● **Texte source**
=-=-=-=-=

Syrie
Syrie / ONU :
La résolution 2118 passée au crible de
la réalité...
Amin
Hoteit
Mercredi 2 octobre 2013
Dans un précédent article paru le 16
Septembre 2013 [1],
le Général Amin Hoteit constatait, ainsi
que la plupart des observateurs de bonne
foi ou condamnés à reconnaître une
certaine part de vérité, que « suite
à la résistance devenue légendaire de la
Syrie face à une guerre planétaire et
qui dure depuis plus de trente mois par
l’intermédiaire d’une horde assassine de
terroristes armés jusqu’aux dents ,
voilà que les équations attendues sur le
terrain s’inversent et que les tendances
générales observées sur la scène
internationale se modifient. Ainsi, nous
avons vu la crise passer du stade où
l’agression incendiaire allait atteindre
ses objectifs selon la logique de la
solution militaire imaginée par le camp
des États agresseurs dirigé par les USA,
au stade où il n’est plus possible que
d’envisager une solution pacifique par
le dialogue et la négociation ».
Il ajoutait : «
L’agression incendiaire devra désormais
se limiter à deux objectifs : servir de
pression diplomatique dans la
négociation, et purifier le territoire
syrien de tous les déviants partis
combattre un État laïc où coexistent des
citoyens de toutes les religions et
croyances... Nouveaux objectifs qui ont
abouti à l'accord de Genève du 14
Septembre 2013 entre les ministres des
Affaires étrangères de la Russie et des
États-Unis...
Nous étions arrivés au bord de
l'explosion qui aurait détruit la
région ; mais étant donné les intérêts
et l’’équilibre des forces sur le
terrain, il nous paraissait logique de
prédire que les USA n’oseraient pas
mettre leur menace à exécution, quoique
nous n’avions pas exclu la probabilité
d’une erreur de calcul de leur part ! ».
L’erreur de calcul
étant momentanément écartée par ce que
les médias se plaisent à qualifier
de « manœuvre
diplomatique astucieuse de Vladimir
Poutine » [2]
sans jamais admettre que la Syrie et les
Syriens se battent, depuis deux longues
années et demi, d’abord et avant tout
pour leur « identité » contre des
zombies de destructions massives
toujours nourris par les USA et leur
dernier allié occidental plus royaliste
que le roi... Un allié, dit-on, sonné
par « le revirement d’Obama » mais qui
ose encore prétendre, par la voix de son
ministre des Affaires étrangères, que
l’armée syrienne tue son peuple et qu’à
la limite la résistance héroïque de ce
peuple, face à la plus dégueulasse des
guerres qu’ait connu l’Histoire,
constitue « une atteinte à la paix et à
la sécurité internationales » ! [3].
Comble du comble, l’Ambassadeur
permanent de la Syrie auprès de l’ONU,
M. Bachar al-Jaafari, aurait commis un
crime de lèse-majesté en s’en prenant à
la France ! [4].

=-=-=-=-=

● **Consignes**
(a) Recopiez toutes les lignes des entrées ci-dessous sans en omettre aucune. Décalez chaque coordonnée des boîtes englobantes données en réponse en lui ajoutant 14.
(b) Reprenez l'article sur la résolution 2118 de l'ONU et la Syrie pour en écrire la suite.

Entrées provenant d'une source de données:
=-=-=-=-=

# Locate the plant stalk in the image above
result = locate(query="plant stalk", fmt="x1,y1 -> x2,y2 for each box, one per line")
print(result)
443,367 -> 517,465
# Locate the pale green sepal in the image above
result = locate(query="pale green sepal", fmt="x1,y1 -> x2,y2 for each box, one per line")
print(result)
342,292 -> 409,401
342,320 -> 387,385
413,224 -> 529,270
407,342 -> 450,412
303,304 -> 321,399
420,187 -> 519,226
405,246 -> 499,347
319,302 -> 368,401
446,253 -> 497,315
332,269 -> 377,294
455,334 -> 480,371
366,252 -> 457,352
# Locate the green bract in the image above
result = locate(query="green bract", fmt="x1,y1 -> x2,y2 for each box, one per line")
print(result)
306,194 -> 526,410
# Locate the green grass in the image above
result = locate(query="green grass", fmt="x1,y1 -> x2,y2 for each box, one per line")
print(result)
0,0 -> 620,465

=-=-=-=-=

● **Réponses**
(a)
# Locate the plant stalk in the image above
result = locate(query="plant stalk", fmt="x1,y1 -> x2,y2 for each box, one per line")
print(result)
457,381 -> 531,479
# Locate the pale green sepal in the image above
result = locate(query="pale green sepal", fmt="x1,y1 -> x2,y2 for each box, one per line")
print(result)
356,306 -> 423,415
356,334 -> 401,399
427,238 -> 543,284
421,356 -> 464,426
317,318 -> 335,413
434,201 -> 533,240
419,260 -> 513,361
333,316 -> 382,415
460,267 -> 511,329
346,283 -> 391,308
469,348 -> 494,385
380,266 -> 471,366
# Locate the green bract in the image above
result = locate(query="green bract", fmt="x1,y1 -> x2,y2 for each box, one per line")
print(result)
320,208 -> 540,424
# Locate the green grass in the image above
result = locate(query="green grass", fmt="x1,y1 -> x2,y2 for each box, one per line")
print(result)
14,14 -> 634,479

(b)
Il aurait été plus honnête de dire qu’il
s’en est pris à ses dirigeants et plus
particulièrement à M. Fabius qui
« semblait ne pas comprendre la
signification de la résolution 2118 » [5]
votée à l’unanimité par le Conseil de
sécurité des Nations Unies le vendredi
27 Septembre 2013 [6].
Puisque, selon les dires de M. Fabius
lui-même [3]
« Tout ça bien évidemment doit être
passé au filtre de la réalité », que
devons-nous comprendre et redouter de
cette résolution 2118, comme nous
l’explique le Général Hoteit ? [NdT].
La résolution 2118,
adoptée par le Conseil de sécurité pour
le
démantèlement et la destruction des
armes chimiques en Syrie, restera une
étape importante et décisive témoignant
de la transition vers un nouvel ordre
mondial ; les résolutions des
trois décennies précédant ce 27
Septembre 2013 ayant été d’une toute
autre nature.
Pour rappel, suite à
l’effondrement de l’URSS, les USA
avaient fait main basse sur les
organisations et institutions
internationales, notamment sur le
Conseil de sécurité pratiquement
rattaché au ministère US des Affaires
étrangères et aux ordres de la Maison
Blanche, sans que certains n’osent
utiliser leur droit de veto et que
d’autres ne songent ne serait-ce qu’à
hésiter devant leur volonté. Le Liban en
a fait l’amère expérience suite à
l’adoption de la résolution 1559 le
concernant [7];
laquelle, bien que soumise au chapitre
VI de la Charte des Nations Unies, était
en contradiction avec la Charte
elle-même puisqu’elle revenait à violer
sa souveraineté et son indépendance,
interférait dans ses affaires
intérieures, et se mêlait de ses
relations avec un pays frère. Sa mise en
œuvre a étrangement nécessité la
nomination d’un « Envoyé spécial » du
Secrétaire général de l’ONU, lequel n’a
pas tardé à se transformer en une sorte
de « Haut Commissaire US-international
au Liban » !
En revanche et malgré
la prétendue satisfaction victorieuse
des USA, cette dernière résolution 2118
peut être considérée comme le signe
annonciateur du retour à l’équilibre au
sein du Conseil de sécurité et, par
conséquent, du retour à un certain
équilibre dans les relations
internationales. Nous avons suffisamment
dit et répété depuis deux ans que c’est
de la matrice syrienne que naîtra un
nouvel ordre du monde et c’est ce qui a
déjà commencé.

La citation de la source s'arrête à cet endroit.